**TAREAS DEL EJERCICIO:**
A. ¿Qué dice el texto sobre la guerra como expoliación en cada caso?
(i) ¿De qué dos maneras puede un hombre procurarse los medios de existencia?
(ii) ¿Qué métodos se mencionan para crear los medios de existencia?
(iii) ¿Qué pone en ejercicio la necesidad de proveer a nuestra subsistencia?
B. ¿Puedes reproducir todo lo que va desde "Un hombre (y" hasta "variedad de métodos." en el texto sobre la guerra como expoliación, reemplazando "fuentes de adquisición" por "vías de adquisición"?

**TEXTO DEL DOCUMENTO:**
★ ★ ★ ★ ★ ★ ★

Mises Daily

La guerra como expoliación

Un hombre (y lo mismo puede decirse de un pueblo) puede procurarse los medios de existencia de dos maneras —creándolos o robándolos.

Cada una de estas dos grandes fuentes de adquisición presenta una variedad de métodos.

Podemos crear los medios de existencia mediante la caza, la pesca, la agricultura, etc.

Podemos robarlos mediante el abuso de confianza, la violencia, la fuerza, el fraude, la guerra, etc.

Si, limitándonos al círculo de una u otra de estas dos categorías, encontramos que el predominio de uno de estos métodos establece una diferencia tan marcada en el carácter de las naciones, ¿cuánto mayor debe ser la diferencia entre una nación que vive de la producción, y una nación que vive del expolio?

Porque no es una sola de nuestras facultades, sino todas, la que la necesidad de proveer a nuestra subsistencia pone en ejercicio; y ¿qué puede ser más adecuado para modificar la condición social de las naciones que lo que así modifica todas las facultades humanas?

★ ★ ★ ★ ★ ★ ★

**LISTADO:**
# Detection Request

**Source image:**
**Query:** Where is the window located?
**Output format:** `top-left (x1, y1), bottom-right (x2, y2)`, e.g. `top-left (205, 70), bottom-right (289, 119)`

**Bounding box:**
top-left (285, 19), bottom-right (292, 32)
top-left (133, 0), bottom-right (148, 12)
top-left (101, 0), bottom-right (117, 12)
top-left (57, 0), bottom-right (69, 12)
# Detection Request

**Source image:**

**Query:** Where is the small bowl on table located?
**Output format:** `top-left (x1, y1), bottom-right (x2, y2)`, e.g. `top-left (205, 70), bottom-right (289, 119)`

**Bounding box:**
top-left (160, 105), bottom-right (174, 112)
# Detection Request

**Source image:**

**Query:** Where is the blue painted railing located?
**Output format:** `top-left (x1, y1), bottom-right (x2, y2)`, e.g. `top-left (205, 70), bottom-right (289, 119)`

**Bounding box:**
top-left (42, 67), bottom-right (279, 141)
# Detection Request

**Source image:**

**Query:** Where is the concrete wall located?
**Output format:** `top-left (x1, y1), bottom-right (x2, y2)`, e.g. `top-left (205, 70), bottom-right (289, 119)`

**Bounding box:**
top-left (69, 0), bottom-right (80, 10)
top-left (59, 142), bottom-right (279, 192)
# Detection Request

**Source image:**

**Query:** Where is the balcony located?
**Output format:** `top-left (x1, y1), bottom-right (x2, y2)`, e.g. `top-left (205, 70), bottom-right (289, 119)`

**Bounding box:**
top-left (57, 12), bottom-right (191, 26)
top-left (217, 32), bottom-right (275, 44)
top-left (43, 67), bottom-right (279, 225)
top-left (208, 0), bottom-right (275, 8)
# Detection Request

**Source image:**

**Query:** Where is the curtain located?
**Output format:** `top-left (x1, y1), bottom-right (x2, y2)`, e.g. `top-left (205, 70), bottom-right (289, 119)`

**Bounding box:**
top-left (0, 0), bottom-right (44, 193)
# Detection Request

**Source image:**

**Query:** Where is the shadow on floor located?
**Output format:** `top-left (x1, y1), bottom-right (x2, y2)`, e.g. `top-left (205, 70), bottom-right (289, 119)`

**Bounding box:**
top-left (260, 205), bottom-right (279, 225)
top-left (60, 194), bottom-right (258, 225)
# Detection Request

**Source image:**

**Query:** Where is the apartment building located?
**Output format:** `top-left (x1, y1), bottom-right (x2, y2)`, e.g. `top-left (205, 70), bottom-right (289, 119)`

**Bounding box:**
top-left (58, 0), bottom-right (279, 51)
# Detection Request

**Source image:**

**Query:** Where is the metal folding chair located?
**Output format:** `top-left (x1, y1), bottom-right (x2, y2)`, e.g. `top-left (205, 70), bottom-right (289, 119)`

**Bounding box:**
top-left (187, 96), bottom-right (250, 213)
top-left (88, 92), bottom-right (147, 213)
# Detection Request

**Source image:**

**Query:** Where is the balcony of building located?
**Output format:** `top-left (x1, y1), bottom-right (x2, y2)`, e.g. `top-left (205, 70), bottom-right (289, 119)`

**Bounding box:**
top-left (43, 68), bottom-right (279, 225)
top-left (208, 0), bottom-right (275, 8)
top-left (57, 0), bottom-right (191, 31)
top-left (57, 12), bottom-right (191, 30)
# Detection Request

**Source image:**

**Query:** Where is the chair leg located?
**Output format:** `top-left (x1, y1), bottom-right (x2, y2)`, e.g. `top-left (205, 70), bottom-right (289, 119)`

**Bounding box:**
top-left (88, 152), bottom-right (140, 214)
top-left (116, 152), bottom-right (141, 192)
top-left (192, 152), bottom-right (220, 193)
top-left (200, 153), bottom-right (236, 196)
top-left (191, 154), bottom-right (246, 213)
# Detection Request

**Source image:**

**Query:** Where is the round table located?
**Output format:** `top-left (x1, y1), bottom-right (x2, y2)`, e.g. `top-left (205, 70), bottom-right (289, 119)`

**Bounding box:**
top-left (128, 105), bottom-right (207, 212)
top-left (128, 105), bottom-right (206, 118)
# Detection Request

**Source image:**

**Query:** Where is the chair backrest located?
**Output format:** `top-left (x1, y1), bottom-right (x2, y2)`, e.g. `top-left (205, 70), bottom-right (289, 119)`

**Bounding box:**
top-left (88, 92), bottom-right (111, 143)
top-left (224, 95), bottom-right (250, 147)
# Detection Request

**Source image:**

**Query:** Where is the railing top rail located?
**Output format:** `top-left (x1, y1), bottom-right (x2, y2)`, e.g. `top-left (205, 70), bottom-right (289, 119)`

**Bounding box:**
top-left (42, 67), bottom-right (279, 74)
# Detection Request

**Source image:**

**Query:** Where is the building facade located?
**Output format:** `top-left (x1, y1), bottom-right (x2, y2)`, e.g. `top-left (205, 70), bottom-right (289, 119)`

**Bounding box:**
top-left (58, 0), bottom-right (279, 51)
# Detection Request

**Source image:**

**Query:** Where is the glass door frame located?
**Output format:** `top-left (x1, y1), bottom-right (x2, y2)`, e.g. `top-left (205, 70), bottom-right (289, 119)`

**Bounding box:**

★ ★ ★ ★ ★ ★ ★

**RESPUESTAS:**
A.
(i) Creándolos o robándolos.
(ii) La caza, la pesca, la agricultura, etc.
(iii) No una sola de nuestras facultades, sino todas.

B.
Un hombre (y lo mismo puede decirse de un pueblo) puede procurarse los medios de existencia de dos maneras —creándolos o robándolos.

Cada una de estas dos grandes vías de adquisición presenta una variedad de métodos.